■ TASK STATEMENT ■
Copy every line of the records below where the word "link" occurs.

■ THE DATA ■

* * * * * * * * *

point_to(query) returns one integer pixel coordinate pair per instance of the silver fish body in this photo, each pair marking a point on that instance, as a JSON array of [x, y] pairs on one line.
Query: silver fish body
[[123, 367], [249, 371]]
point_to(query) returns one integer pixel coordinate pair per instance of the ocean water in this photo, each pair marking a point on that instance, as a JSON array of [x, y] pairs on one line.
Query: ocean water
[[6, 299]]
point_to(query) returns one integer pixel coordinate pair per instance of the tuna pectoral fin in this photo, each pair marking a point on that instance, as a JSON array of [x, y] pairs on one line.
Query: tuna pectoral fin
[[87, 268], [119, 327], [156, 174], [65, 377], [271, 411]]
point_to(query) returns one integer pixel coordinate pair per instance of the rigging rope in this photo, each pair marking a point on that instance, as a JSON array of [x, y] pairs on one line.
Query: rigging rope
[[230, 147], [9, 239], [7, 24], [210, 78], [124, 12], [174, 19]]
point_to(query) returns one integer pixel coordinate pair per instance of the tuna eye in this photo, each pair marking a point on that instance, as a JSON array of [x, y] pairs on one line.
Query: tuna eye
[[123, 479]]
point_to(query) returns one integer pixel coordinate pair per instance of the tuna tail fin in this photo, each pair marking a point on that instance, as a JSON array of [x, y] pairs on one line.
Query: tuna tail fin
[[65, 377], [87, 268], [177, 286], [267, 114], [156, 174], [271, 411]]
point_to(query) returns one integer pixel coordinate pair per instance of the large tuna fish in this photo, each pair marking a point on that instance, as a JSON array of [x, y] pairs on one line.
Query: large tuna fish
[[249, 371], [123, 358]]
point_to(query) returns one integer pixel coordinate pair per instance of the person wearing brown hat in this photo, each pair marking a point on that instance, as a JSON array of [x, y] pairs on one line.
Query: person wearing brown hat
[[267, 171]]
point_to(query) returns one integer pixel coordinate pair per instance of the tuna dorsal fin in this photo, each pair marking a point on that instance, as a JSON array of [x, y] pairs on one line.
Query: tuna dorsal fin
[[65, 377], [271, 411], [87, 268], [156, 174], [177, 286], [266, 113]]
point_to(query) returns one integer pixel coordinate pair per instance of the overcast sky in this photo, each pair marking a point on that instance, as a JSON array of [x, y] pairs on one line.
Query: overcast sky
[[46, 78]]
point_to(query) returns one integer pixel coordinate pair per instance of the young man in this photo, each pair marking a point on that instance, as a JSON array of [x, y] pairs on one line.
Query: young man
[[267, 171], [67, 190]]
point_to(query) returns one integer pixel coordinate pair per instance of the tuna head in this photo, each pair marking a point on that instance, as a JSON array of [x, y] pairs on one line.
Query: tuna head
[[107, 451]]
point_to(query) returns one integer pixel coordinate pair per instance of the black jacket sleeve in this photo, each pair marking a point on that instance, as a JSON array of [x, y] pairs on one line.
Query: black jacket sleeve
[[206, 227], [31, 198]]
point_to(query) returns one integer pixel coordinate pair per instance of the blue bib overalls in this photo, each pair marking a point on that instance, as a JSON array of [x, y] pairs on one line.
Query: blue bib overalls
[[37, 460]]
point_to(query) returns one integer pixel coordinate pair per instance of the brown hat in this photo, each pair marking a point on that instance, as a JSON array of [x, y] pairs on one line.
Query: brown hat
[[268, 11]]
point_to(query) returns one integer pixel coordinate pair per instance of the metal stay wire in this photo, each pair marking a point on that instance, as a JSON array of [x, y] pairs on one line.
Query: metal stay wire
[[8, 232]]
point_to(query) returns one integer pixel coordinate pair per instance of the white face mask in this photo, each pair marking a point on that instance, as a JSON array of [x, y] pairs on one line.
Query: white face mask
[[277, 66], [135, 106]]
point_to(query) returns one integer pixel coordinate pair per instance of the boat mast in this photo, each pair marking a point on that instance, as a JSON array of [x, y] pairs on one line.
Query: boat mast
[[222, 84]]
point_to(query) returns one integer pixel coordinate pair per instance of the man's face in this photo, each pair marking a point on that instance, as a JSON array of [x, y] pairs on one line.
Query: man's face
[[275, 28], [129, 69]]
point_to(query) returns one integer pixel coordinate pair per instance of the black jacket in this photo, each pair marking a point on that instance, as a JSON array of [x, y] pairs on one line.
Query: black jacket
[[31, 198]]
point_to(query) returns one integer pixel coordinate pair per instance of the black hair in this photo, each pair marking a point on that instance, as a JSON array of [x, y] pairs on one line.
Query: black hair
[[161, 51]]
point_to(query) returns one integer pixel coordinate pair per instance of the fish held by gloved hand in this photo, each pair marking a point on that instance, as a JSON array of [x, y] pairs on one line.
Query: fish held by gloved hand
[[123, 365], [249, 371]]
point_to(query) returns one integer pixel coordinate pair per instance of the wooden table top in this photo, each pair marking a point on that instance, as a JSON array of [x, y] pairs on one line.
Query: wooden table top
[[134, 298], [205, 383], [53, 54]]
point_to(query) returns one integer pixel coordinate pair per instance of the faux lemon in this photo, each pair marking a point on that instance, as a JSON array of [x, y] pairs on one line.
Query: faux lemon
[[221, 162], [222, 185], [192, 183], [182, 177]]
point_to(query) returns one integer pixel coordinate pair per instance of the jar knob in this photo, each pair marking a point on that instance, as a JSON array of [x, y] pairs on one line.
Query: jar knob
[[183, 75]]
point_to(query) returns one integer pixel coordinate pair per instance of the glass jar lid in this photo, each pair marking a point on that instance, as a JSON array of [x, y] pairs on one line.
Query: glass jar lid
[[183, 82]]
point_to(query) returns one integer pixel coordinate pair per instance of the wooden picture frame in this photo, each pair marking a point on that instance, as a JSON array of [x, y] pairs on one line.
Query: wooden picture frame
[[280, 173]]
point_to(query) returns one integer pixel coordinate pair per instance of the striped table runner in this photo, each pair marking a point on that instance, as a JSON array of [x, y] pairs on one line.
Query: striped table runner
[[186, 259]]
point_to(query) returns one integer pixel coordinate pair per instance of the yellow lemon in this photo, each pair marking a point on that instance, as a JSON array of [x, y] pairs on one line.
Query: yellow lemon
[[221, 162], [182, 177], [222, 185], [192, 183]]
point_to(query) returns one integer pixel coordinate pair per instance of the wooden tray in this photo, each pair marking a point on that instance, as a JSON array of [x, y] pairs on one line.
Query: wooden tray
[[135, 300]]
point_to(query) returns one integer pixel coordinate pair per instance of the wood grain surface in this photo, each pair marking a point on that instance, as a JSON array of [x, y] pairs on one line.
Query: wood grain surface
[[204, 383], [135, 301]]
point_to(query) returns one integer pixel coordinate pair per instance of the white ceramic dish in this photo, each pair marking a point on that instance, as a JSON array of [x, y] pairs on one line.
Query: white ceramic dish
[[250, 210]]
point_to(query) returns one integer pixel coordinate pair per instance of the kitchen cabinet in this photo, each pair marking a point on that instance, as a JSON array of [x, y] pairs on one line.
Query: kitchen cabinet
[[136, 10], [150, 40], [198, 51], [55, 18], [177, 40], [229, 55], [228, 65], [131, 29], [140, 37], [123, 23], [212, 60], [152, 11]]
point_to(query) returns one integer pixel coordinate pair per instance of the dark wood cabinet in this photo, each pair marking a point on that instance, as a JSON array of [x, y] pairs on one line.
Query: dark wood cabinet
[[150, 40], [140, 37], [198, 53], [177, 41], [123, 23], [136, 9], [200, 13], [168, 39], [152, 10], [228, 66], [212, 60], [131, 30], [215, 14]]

* * * * * * * * *

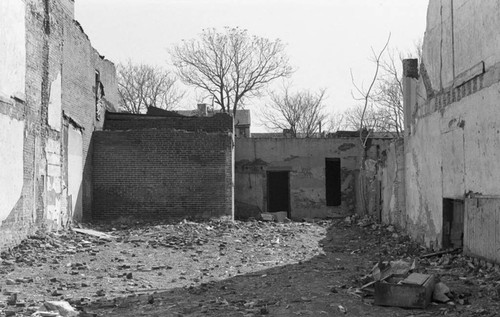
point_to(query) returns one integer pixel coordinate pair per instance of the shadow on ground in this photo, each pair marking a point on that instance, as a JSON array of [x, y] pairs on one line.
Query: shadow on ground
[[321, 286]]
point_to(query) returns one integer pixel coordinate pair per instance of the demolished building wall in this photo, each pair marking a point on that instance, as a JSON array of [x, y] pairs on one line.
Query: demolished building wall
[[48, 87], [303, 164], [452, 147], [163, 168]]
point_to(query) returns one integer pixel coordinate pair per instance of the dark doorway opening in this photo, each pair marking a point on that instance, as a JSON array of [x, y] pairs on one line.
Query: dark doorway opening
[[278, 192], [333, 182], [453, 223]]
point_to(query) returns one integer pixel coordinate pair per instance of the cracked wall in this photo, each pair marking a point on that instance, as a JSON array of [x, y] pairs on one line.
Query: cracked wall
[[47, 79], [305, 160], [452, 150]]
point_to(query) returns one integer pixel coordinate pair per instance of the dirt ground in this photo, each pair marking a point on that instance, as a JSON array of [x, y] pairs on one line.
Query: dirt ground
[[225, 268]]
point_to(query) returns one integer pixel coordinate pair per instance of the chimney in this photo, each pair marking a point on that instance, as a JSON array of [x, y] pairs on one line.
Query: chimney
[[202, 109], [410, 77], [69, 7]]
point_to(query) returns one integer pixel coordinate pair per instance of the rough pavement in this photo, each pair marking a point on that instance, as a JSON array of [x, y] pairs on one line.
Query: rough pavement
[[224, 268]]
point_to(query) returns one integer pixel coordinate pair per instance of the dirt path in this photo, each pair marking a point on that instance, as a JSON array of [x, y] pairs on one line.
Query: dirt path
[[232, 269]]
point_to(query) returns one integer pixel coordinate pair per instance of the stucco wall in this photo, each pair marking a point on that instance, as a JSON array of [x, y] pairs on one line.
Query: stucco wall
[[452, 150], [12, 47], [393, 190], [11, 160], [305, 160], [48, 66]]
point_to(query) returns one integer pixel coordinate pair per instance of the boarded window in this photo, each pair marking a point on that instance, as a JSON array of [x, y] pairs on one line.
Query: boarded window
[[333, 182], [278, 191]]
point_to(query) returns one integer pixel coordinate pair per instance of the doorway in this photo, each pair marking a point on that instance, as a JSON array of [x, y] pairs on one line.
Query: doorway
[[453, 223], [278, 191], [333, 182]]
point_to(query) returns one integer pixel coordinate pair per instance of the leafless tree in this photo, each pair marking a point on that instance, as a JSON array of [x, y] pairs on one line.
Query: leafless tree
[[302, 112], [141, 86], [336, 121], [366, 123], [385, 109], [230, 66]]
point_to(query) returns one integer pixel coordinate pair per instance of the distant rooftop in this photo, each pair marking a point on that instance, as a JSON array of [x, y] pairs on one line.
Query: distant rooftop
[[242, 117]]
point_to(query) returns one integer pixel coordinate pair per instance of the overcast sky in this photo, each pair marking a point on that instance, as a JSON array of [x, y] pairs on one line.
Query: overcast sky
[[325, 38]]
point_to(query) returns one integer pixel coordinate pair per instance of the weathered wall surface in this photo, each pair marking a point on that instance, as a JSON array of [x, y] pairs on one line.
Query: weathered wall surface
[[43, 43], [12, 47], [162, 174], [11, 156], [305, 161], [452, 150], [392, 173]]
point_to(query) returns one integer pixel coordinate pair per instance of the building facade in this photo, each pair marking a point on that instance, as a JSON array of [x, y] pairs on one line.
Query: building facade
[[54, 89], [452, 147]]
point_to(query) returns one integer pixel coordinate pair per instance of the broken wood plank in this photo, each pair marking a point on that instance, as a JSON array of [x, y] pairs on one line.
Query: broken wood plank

* * * * * * * * *

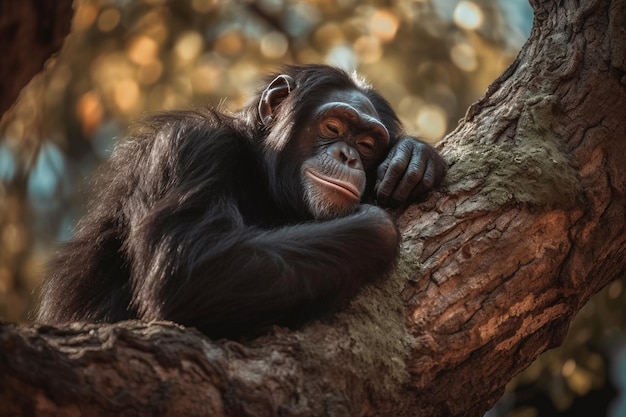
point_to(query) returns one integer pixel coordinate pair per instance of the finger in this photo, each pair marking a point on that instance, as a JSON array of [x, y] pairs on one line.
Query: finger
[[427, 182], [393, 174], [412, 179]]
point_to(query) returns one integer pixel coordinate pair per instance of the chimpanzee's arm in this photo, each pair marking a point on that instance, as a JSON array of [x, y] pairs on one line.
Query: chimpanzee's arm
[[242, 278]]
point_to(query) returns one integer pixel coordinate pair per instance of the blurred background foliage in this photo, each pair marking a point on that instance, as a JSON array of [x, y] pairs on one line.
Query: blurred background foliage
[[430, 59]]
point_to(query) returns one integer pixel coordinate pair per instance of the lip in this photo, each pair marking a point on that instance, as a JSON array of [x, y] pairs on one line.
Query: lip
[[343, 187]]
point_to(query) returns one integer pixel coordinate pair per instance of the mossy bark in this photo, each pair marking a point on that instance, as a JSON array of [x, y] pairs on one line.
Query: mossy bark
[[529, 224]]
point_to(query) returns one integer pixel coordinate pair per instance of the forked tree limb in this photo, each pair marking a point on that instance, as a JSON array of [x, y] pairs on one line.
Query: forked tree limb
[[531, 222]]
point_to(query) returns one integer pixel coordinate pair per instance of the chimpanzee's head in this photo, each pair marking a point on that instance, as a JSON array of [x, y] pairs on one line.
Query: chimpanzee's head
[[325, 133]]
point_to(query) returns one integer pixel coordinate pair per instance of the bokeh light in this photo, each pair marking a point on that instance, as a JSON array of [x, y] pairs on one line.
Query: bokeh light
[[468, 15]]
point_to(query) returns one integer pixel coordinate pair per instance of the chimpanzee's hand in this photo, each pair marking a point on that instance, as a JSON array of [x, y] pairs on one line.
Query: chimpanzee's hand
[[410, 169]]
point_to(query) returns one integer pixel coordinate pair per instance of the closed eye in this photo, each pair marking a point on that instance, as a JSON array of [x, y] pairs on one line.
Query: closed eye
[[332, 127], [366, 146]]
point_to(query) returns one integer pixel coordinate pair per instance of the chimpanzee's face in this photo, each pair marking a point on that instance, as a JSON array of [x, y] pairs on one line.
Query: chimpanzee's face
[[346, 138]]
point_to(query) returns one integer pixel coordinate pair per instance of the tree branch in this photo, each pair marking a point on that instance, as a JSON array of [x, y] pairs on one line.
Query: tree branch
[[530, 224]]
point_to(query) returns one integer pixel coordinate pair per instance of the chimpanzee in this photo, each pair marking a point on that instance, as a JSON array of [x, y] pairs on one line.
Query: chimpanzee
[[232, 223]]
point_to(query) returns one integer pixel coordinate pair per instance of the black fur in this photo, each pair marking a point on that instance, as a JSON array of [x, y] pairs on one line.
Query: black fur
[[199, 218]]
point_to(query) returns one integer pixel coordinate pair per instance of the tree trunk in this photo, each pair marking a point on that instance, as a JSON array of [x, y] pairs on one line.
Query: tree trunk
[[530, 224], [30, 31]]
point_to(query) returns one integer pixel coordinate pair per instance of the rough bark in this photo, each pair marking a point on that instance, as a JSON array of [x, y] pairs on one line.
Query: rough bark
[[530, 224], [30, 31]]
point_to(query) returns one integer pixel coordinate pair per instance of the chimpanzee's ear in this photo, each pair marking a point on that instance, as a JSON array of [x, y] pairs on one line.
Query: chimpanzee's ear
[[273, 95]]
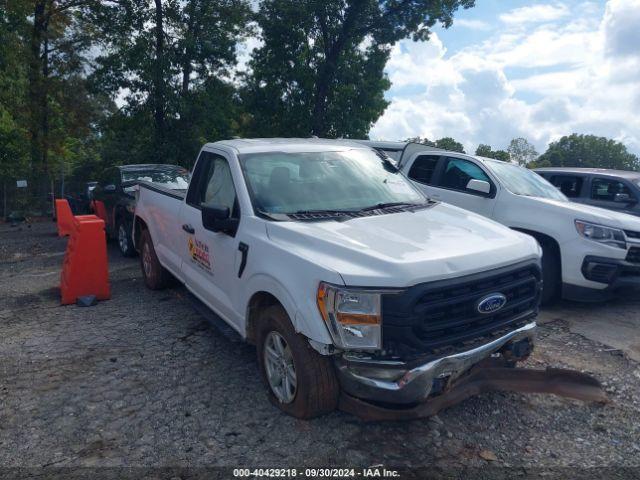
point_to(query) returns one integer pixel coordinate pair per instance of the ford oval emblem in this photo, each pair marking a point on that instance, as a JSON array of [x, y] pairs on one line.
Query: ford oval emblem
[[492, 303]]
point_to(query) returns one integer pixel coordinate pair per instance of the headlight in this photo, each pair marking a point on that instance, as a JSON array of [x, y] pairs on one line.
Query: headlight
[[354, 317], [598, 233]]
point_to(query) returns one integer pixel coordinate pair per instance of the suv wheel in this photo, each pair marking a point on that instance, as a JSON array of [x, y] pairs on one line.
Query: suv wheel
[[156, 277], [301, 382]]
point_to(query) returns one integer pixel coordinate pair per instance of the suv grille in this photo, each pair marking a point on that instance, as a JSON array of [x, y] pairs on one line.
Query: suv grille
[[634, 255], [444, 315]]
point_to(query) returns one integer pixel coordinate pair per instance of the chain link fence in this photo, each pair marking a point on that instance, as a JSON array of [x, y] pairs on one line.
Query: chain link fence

* * * * * * * * *

■ RESPONSE ■
point_to(query) returns one integer pixel coordinate pair per instance of the chain link fence in this photo, each pair marking a point on that instance, as a JSON array of [x, y] pairs on one line.
Query: chain link fence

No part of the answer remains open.